Directions for this task
Turn each line of the records below into a string in one JSON list, leaving out any blank lines.

Provided entries

::::::::::

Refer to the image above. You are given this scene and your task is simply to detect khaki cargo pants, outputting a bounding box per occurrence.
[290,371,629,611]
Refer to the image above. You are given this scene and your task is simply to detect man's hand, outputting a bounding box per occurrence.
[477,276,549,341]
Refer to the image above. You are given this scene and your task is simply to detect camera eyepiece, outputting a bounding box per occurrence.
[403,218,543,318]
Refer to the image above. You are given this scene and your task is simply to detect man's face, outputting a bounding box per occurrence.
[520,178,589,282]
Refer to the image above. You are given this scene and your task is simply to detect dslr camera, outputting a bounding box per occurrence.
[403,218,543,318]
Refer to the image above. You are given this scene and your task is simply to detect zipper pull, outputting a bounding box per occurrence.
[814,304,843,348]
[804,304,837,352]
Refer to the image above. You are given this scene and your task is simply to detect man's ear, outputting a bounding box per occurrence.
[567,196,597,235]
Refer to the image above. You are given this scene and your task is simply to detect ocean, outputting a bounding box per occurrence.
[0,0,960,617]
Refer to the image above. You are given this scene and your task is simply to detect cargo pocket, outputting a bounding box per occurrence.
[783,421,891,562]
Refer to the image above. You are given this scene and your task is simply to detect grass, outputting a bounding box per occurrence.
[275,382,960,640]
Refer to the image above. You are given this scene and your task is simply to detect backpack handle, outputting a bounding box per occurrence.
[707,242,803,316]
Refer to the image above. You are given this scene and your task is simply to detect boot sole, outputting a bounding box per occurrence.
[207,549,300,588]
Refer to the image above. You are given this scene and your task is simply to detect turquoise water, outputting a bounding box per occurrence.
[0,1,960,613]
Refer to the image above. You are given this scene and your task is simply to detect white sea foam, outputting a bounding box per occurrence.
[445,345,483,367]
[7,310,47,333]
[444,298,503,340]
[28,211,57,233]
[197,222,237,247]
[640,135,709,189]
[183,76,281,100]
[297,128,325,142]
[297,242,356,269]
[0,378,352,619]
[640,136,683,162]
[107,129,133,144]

::::::::::

Reply to the task
[
  "Refer to the image above. You are given this scene and your task is simply to detect khaki cargo pants, outputting a bounding box per occurrence.",
  "[290,371,629,611]",
  "Refer to the image above. You are given this scene and your task is simply to detect man's hand, outputting a bounding box per occurrence.",
  "[477,276,549,341]",
  "Refer to the image above. You are given this scene and your task is simply to detect camera eyepiece, outputting a bounding box per occurrence.",
  "[403,218,543,318]",
  "Refer to the image above. You are given this scene and your task is simply to detect man's face, outputting a bounding box per occurrence.",
  "[520,178,589,282]",
  "Refer to the image above. You are given this scene and your task is simply to detect dslr camera, outputting a bounding box per occurrence.",
  "[403,218,543,318]",
  "Refer to the image above. You are given this scene and your task is simply to detect zipper pull, outputting a bounding box per occurrence.",
  "[814,304,843,348]",
  "[804,304,837,352]",
  "Refer to the image above. You are given this scene and your task is simply to detect man's ear, outputting a bounding box per occurrence.",
  "[567,196,597,235]",
  "Refer to the image above. You are given this scene and your task is simply to detect ocean, outputting a bounding box per occurrence.",
  "[0,0,960,617]",
  "Refer to the image above. You are given this scene and your task is simply to detect cargo pocket, outputting a bounding box per occurrence.",
  "[783,421,891,562]",
  "Refer to the image above. You are given this scene and your task is simply to detect grass, outputting a bounding box per occurrence.",
  "[275,382,960,640]",
  "Refer to the image above. You are given this scene and your task is simply to detect backpack handle, outputting a bounding box per occurrence.",
  "[707,242,803,316]",
  "Refer to the image above. You are given this scene and your task is simply to detect boot sole, outputting a bounding box per occurrence.",
  "[207,549,300,588]",
  "Refer to the image above. You are given this scene and your task is simply to detect turquoise water, outputting a bounding box per occurrence.",
  "[0,1,960,613]",
  "Refer to the image above. You are given this scene and your task is simply to detect white sea foam, outputting a bounding box per occurrence.",
  "[445,345,483,367]",
  "[7,310,47,333]",
  "[444,298,503,340]",
  "[28,211,57,233]",
  "[197,222,237,247]",
  "[640,135,709,189]",
  "[183,76,281,100]",
  "[297,128,325,142]",
  "[297,242,356,269]",
  "[0,378,352,619]",
  "[640,136,683,162]",
  "[107,129,133,144]"
]